Start of Excerpt provided

My Song for You is a 1934 film directed by Maurice Elvey and starring Jan Kiepura. Kiepura sang the title song "My Song for You" written by Mischa Spoliansky and Frank Eyton. The song was released on an EP "Tell Me Tonight" (also a song by Spoliansky and Eyton) in 1957.

Plot
Arriving in Venice for a production of "Aida", young tenor Ricardo Gatti meets the attractive Mary, who has sneaked into the opera house in an attempt to get her fiancé hired as a pianist. Ricardo invites Mary to tea and she tells her story, describing her fiancé as her "brother". Captivated by her, the tenor uses his influence to obtain the job with the orchestra. However, filled with guilt at her deception, Mary breaks off her engagement and consents instead to marry her parents' choice, a wealthy society man. But just before the wedding, she changes her mind and marries Ricardo instead.

End of Excerpt provided
Start of Extracted material

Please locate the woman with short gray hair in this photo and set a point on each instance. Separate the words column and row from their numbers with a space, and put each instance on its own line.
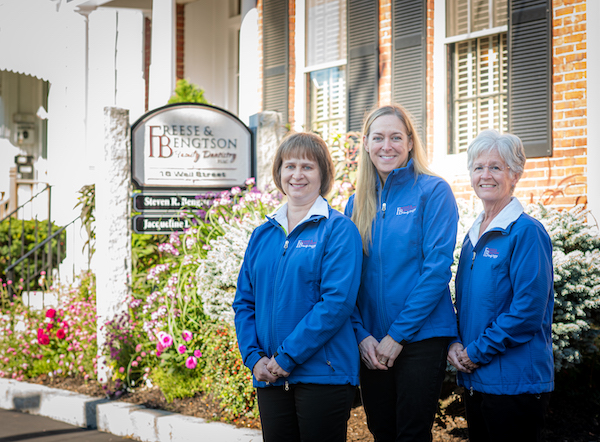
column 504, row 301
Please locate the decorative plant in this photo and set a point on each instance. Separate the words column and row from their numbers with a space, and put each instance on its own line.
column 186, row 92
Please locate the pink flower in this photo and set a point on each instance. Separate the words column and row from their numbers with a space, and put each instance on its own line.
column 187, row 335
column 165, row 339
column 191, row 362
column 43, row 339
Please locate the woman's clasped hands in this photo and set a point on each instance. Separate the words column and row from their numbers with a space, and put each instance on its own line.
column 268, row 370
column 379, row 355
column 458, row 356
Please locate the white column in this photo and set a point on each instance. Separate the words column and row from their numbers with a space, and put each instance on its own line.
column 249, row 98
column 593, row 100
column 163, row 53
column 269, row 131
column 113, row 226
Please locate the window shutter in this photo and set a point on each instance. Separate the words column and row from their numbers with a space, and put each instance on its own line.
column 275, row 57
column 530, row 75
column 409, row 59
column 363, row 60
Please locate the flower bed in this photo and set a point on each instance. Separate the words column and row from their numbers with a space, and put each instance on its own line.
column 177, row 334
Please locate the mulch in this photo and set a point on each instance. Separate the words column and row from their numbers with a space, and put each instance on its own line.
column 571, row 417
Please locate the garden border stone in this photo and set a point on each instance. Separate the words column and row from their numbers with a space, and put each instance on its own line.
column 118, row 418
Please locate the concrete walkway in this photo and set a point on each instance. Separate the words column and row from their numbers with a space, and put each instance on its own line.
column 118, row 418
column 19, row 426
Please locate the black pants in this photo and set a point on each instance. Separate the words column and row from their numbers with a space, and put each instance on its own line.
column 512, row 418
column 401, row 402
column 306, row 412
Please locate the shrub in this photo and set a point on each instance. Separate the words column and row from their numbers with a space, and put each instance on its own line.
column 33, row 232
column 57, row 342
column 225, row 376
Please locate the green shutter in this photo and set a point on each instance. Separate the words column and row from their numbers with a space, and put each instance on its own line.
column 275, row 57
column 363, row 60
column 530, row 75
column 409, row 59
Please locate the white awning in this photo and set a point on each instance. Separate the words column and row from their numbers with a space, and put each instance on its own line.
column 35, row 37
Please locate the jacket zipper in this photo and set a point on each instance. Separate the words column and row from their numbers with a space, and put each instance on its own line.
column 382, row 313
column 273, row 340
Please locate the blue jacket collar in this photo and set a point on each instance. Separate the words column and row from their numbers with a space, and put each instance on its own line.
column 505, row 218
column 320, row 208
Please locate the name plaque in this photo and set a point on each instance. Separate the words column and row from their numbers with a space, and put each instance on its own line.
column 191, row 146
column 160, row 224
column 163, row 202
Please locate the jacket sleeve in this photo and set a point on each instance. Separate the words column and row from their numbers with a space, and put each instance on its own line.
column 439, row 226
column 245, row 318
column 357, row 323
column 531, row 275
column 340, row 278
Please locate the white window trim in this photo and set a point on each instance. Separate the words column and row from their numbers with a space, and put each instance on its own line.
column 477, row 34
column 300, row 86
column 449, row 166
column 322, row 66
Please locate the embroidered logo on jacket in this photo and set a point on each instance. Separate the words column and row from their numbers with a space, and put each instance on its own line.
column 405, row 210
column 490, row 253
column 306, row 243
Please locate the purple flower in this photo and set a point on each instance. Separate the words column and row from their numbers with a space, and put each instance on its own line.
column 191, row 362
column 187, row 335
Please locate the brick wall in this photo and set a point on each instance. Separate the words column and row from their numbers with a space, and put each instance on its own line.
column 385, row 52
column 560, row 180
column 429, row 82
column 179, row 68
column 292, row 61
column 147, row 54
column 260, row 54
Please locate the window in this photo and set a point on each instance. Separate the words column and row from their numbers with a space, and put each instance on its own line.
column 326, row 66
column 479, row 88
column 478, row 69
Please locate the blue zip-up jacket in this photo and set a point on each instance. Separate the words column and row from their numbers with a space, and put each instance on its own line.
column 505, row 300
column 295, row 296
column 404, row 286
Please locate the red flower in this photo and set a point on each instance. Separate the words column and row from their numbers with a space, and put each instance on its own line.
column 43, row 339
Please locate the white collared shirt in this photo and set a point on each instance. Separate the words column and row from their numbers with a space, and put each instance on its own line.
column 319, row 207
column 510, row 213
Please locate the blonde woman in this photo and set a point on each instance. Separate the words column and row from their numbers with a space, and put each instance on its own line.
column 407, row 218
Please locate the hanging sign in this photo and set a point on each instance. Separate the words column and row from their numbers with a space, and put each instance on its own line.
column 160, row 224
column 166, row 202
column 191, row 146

End of Extracted material
Start of Extracted material

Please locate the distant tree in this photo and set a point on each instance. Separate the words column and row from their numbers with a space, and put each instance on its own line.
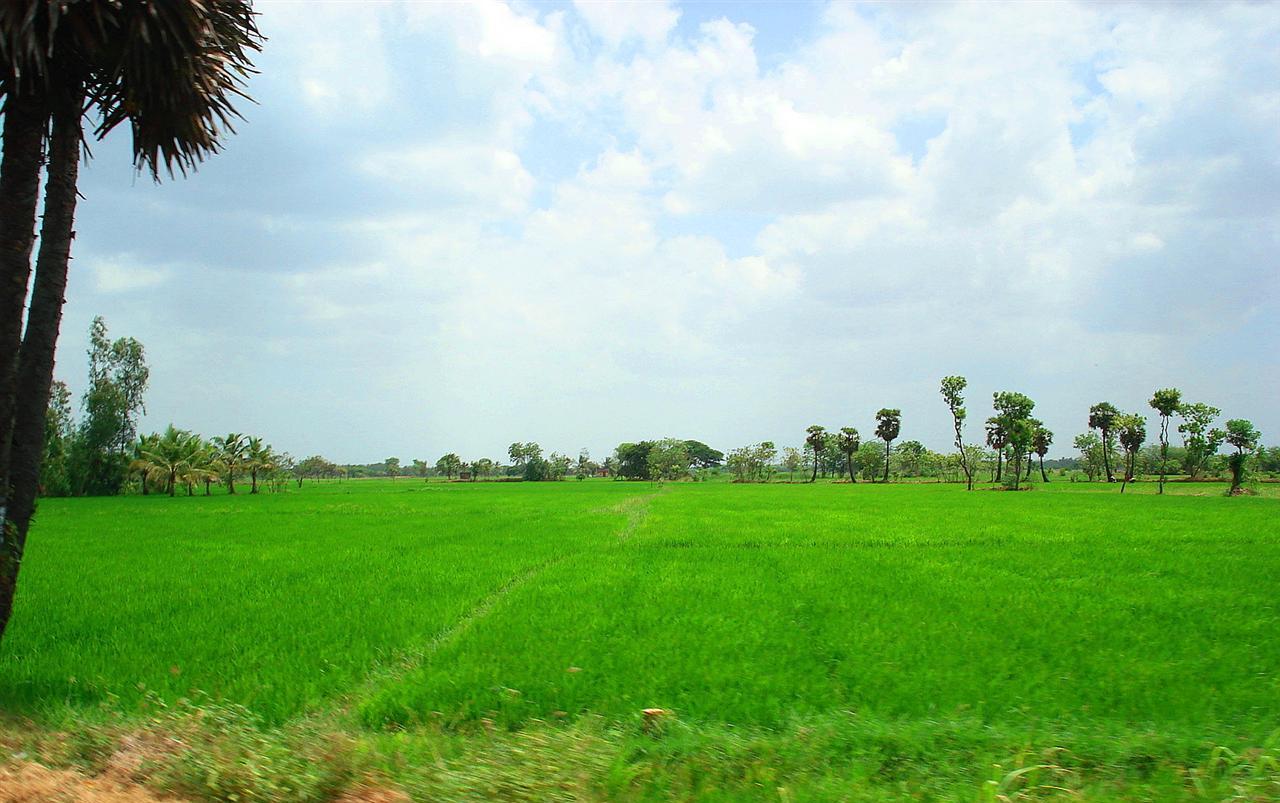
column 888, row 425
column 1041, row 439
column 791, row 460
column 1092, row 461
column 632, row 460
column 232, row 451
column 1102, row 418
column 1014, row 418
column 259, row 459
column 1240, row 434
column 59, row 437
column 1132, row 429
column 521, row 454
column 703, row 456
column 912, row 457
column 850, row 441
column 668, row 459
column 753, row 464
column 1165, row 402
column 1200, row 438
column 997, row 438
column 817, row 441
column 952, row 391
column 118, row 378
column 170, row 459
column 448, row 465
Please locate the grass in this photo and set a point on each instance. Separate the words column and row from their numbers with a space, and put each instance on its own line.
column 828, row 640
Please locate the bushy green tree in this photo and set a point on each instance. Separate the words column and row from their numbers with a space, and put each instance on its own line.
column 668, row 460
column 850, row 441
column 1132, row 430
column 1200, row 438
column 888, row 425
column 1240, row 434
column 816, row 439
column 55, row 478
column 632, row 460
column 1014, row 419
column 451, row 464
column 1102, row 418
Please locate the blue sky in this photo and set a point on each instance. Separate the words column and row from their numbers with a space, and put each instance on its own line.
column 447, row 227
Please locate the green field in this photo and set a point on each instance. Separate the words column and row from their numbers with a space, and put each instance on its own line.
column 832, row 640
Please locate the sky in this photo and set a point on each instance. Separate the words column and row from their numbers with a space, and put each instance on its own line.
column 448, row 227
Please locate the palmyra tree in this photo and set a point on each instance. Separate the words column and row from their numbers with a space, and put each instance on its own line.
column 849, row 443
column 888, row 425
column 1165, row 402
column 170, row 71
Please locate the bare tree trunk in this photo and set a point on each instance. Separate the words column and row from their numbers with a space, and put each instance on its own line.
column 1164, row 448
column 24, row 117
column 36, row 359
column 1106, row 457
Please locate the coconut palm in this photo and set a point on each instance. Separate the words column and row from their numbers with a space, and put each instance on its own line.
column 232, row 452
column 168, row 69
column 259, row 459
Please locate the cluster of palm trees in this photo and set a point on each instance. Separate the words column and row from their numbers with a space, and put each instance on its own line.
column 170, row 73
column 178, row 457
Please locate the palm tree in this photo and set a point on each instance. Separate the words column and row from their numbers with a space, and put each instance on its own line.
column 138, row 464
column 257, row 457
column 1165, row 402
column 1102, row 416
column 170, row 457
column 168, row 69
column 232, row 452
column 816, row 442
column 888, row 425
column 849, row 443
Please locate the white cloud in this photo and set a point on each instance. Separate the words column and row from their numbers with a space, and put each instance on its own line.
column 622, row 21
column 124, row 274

End of Extracted material

What is needed = Extend the article about the 1934 film My Song for You, beginning after its final sentence.

Written answer =
Cast
Jan Kiepura as Ricardo Gatti
Sonnie Hale as Charlie
Emlyn Williams as Theodore Bruckner
Aileen Marson as Mary Newberg
Gina Malo as Fifi
Muriel George as Mrs Newberg
George Merritt as Mr Newberg
Reginald Smith as Baron Johann Felix Kleeberg

Critical reception
The New York Times wrote, "the film is at its best, of course, while its star is attuning his magnificent tenor to a variety of classic arias. The musical high spots of the show are the "Ave Maria" of Gounod, which M. Kiepura sings impressively during a church wedding, and the "Celeste Aïda," which he rehearses during an amusing backstage sequence at the opera house while "Aïda" is being trundled through its paces"; and TV Guide called the film "charming in parts, this is a nicely done musical with some good detailed direction."

See also
 A Song for You (Ein Lied für Dich, German-language film, 1933)
 All for Love (Tout pour l'amour, French-language film, 1933)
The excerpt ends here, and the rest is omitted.